##### AVAILABLE DATA

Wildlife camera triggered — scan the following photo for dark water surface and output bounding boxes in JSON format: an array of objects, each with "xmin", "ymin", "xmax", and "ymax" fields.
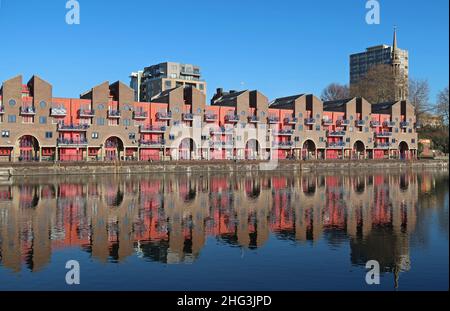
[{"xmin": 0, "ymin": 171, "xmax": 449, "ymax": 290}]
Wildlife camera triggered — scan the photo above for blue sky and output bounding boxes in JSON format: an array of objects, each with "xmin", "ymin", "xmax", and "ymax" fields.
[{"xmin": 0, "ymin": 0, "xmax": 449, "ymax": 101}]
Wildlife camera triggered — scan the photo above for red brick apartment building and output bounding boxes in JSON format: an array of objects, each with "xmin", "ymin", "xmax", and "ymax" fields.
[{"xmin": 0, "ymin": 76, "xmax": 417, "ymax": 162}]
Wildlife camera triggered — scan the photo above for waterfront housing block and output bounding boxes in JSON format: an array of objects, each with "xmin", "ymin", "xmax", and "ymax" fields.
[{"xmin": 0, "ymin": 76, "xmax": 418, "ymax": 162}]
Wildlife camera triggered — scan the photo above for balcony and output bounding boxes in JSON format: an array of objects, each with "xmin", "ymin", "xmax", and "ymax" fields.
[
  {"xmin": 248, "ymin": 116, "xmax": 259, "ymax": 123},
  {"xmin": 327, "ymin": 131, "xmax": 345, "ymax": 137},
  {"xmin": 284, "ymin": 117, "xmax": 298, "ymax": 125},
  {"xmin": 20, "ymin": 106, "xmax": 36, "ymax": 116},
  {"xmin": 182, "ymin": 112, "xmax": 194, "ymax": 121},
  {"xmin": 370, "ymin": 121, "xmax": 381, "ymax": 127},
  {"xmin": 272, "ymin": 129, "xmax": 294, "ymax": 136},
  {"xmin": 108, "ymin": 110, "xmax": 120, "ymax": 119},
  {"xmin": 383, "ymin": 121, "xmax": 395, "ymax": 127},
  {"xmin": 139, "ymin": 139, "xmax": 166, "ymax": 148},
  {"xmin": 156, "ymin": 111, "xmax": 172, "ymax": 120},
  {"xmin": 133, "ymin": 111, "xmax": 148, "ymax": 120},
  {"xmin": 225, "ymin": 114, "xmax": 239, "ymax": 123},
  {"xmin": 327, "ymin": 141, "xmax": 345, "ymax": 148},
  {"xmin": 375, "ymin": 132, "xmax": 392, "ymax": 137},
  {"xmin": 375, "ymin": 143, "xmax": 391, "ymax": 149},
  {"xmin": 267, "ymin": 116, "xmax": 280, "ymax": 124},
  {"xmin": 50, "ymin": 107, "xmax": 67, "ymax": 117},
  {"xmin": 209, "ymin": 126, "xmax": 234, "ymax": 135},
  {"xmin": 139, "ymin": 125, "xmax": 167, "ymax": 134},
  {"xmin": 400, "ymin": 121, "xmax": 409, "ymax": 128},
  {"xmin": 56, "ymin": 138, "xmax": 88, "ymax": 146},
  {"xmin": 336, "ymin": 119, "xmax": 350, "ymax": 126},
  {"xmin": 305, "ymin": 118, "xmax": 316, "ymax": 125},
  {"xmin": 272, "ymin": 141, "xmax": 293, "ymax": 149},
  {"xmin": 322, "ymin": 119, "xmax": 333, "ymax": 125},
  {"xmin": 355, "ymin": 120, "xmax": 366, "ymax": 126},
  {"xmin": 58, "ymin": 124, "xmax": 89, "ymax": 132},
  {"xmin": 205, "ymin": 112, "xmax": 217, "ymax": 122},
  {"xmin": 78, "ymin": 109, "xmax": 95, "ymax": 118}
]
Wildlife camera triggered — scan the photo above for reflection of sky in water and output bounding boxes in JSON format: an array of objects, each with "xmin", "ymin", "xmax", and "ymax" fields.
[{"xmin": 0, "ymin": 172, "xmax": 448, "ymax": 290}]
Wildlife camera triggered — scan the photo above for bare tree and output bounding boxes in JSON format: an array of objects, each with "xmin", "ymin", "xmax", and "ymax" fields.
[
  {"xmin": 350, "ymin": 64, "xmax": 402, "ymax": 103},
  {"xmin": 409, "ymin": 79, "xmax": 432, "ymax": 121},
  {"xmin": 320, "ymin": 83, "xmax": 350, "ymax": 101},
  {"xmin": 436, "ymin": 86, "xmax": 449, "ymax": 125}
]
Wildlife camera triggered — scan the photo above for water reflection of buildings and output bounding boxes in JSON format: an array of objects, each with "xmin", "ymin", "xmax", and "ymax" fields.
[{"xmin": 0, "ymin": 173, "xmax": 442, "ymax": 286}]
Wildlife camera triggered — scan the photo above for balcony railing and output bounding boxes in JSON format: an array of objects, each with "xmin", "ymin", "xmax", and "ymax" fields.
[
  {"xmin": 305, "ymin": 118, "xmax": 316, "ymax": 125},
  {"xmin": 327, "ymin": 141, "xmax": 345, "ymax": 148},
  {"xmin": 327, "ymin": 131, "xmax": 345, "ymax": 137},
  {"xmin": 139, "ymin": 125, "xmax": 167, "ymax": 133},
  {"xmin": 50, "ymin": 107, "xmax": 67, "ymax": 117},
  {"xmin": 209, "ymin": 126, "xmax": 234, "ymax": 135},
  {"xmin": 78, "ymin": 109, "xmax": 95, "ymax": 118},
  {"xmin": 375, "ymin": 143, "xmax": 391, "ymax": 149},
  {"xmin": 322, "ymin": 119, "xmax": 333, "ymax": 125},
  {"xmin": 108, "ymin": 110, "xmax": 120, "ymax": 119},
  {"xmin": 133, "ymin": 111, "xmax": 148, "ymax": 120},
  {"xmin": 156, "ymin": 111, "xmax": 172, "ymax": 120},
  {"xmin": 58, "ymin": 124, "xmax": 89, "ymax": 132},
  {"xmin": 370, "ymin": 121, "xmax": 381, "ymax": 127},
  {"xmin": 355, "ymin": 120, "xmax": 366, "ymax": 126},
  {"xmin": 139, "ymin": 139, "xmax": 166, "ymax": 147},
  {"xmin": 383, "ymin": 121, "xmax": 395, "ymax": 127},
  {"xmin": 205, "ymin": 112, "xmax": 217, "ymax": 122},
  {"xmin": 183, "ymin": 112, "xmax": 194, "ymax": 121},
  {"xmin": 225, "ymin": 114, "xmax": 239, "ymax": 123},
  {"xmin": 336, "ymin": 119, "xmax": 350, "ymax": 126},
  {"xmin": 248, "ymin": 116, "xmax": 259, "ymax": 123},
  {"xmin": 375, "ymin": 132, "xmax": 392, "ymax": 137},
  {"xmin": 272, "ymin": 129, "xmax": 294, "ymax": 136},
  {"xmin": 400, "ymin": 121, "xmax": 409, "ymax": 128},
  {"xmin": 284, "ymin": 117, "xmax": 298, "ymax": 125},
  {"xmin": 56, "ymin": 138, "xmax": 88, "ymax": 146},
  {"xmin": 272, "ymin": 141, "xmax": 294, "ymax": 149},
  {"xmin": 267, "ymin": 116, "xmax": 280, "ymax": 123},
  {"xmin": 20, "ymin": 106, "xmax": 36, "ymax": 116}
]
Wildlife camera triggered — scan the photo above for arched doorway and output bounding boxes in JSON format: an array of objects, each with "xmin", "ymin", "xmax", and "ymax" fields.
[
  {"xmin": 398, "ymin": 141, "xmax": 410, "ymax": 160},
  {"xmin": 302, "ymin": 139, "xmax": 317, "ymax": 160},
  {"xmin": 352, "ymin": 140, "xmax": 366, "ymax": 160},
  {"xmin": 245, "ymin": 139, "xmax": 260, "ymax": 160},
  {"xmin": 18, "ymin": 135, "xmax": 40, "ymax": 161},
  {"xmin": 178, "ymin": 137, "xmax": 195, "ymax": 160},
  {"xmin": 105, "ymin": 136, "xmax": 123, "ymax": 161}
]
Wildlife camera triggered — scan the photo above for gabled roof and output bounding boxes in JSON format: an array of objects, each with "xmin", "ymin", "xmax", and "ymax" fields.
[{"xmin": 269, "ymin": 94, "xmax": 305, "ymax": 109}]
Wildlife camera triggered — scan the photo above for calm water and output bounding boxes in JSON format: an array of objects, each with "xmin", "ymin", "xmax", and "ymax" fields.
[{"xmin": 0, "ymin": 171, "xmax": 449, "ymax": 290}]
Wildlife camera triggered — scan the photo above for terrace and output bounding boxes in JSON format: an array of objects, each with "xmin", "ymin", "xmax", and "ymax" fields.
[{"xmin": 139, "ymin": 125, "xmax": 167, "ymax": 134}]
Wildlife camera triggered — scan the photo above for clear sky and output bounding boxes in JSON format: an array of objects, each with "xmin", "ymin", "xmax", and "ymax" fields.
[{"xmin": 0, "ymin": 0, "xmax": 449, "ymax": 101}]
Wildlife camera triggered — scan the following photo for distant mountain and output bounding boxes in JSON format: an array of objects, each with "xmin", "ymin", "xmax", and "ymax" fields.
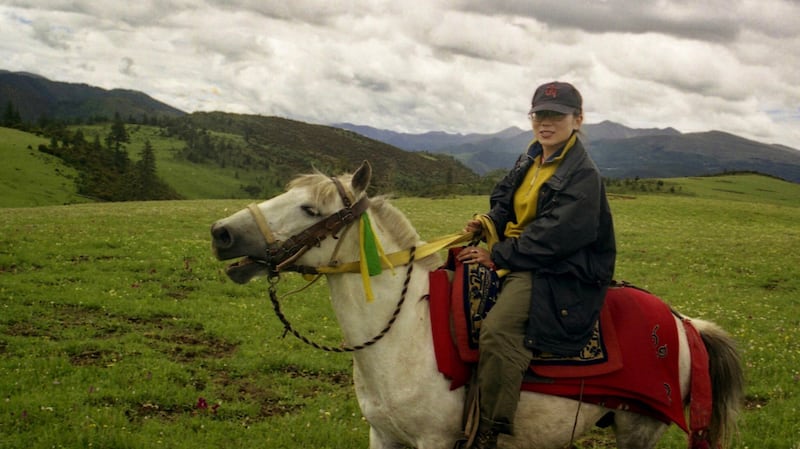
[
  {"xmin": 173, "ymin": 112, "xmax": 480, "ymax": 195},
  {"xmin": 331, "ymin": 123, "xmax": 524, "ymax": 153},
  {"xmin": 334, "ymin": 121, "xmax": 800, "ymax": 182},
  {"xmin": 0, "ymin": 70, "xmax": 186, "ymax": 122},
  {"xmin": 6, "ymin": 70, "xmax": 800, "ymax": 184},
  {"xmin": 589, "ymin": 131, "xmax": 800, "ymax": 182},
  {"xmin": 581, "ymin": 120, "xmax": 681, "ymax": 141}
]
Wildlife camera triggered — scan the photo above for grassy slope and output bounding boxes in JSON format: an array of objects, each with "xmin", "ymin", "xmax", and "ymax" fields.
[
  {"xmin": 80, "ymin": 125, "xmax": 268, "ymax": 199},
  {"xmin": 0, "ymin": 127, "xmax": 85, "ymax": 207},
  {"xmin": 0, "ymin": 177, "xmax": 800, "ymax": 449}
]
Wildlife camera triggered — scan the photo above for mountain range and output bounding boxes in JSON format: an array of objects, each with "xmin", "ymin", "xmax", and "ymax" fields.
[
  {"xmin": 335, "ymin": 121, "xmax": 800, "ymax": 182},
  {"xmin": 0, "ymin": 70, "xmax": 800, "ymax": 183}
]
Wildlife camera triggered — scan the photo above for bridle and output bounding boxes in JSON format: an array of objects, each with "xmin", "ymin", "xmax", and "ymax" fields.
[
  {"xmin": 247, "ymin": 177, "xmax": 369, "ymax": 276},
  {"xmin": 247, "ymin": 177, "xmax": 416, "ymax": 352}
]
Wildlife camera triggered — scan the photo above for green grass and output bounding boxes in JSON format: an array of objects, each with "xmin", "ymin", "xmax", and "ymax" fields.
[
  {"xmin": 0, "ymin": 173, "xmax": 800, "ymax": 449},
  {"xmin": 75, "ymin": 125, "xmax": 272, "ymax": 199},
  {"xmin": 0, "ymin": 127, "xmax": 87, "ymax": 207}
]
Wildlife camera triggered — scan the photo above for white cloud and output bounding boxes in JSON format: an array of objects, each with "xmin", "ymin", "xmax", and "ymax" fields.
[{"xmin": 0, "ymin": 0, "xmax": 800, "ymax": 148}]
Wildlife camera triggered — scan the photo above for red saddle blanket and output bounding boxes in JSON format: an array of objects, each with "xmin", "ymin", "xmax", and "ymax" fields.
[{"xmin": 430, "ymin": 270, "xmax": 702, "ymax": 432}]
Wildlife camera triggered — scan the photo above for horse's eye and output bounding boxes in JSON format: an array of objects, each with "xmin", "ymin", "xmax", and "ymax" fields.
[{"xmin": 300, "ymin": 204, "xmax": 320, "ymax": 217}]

##########
##### AVAILABLE DATA

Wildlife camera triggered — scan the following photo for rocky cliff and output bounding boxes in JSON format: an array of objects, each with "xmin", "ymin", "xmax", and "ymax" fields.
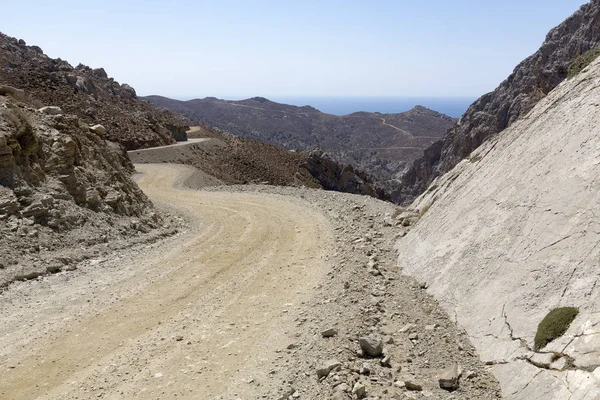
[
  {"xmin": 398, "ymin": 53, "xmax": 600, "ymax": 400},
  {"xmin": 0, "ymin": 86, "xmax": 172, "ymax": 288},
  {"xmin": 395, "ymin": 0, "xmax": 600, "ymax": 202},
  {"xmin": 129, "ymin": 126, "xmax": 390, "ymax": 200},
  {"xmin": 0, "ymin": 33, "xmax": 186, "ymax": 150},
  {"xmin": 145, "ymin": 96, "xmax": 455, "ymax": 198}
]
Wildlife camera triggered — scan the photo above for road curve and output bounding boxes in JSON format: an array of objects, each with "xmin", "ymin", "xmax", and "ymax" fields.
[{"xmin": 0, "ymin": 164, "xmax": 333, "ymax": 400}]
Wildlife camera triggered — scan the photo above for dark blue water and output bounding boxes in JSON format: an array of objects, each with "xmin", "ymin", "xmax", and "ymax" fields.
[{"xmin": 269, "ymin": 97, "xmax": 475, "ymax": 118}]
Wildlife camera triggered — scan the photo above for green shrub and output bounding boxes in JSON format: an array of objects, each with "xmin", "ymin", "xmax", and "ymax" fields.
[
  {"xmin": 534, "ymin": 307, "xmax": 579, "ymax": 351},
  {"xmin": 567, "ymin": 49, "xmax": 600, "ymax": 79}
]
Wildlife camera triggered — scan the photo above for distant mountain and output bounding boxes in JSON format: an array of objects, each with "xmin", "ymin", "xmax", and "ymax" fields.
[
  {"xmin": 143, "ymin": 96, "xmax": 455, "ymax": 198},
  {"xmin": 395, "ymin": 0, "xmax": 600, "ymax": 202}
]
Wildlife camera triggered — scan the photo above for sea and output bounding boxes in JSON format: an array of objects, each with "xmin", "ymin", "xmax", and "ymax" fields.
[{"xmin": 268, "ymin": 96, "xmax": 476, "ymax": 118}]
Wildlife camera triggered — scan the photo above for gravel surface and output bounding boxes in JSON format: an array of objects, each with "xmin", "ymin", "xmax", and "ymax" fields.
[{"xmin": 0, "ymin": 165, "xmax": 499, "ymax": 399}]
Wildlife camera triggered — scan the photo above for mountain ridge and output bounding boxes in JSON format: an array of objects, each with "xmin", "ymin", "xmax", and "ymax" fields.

##########

TASK GOAL:
Rename "output" to "return" throughout the part of the listing that opens with the line containing "Wildlife camera triggered — scan the photo above for road" and closes with the line containing "for mountain ridge", and give that part back with nothing else altered.

ANSWER IN FULL:
Wildlife camera triggered — scan the photo above for road curve and return bounding boxes in JSON format: an array of objects, each with "xmin", "ymin", "xmax", and "ymax" fields.
[{"xmin": 0, "ymin": 164, "xmax": 333, "ymax": 400}]
Wildlife camera triggered — scan the photo above for dark blue water and return bounding boxes in JSON format: an array of objects, each with "xmin", "ymin", "xmax", and "ymax" fields.
[{"xmin": 269, "ymin": 97, "xmax": 475, "ymax": 118}]
Wildlife camera triggered — scan the photo above for green shrub and return bounding boxes in JSON format: an array of objects, each with "xmin", "ymin", "xmax", and "ymax" fields.
[
  {"xmin": 534, "ymin": 307, "xmax": 579, "ymax": 351},
  {"xmin": 567, "ymin": 49, "xmax": 600, "ymax": 79}
]
Wildlife camera triggered — scan the photo above for distant mountain and return bounding boxes in JSON format: an array of objects, each with "xmin", "ymin", "xmax", and "ymax" fields.
[
  {"xmin": 143, "ymin": 96, "xmax": 455, "ymax": 198},
  {"xmin": 395, "ymin": 0, "xmax": 600, "ymax": 202}
]
Wildlife camera triggered — scan the photo above for sea and return bounding boxes in JSON format: an array of objects, each with "xmin", "ymin", "xmax", and "ymax" fields.
[{"xmin": 268, "ymin": 96, "xmax": 476, "ymax": 118}]
Wildlife camera triggered — scan the photo above for gravel surface and return bounding boxes in JSON format: an array of objects, each with "xmin", "ymin", "xmax", and "ymax" fields.
[{"xmin": 0, "ymin": 165, "xmax": 499, "ymax": 399}]
Wildlife camera triggered — scan the photo above for mountain ridge and return bounding boxes in JSON format: an array of objects, each with "xmin", "ymin", "xmax", and "ymax" fields.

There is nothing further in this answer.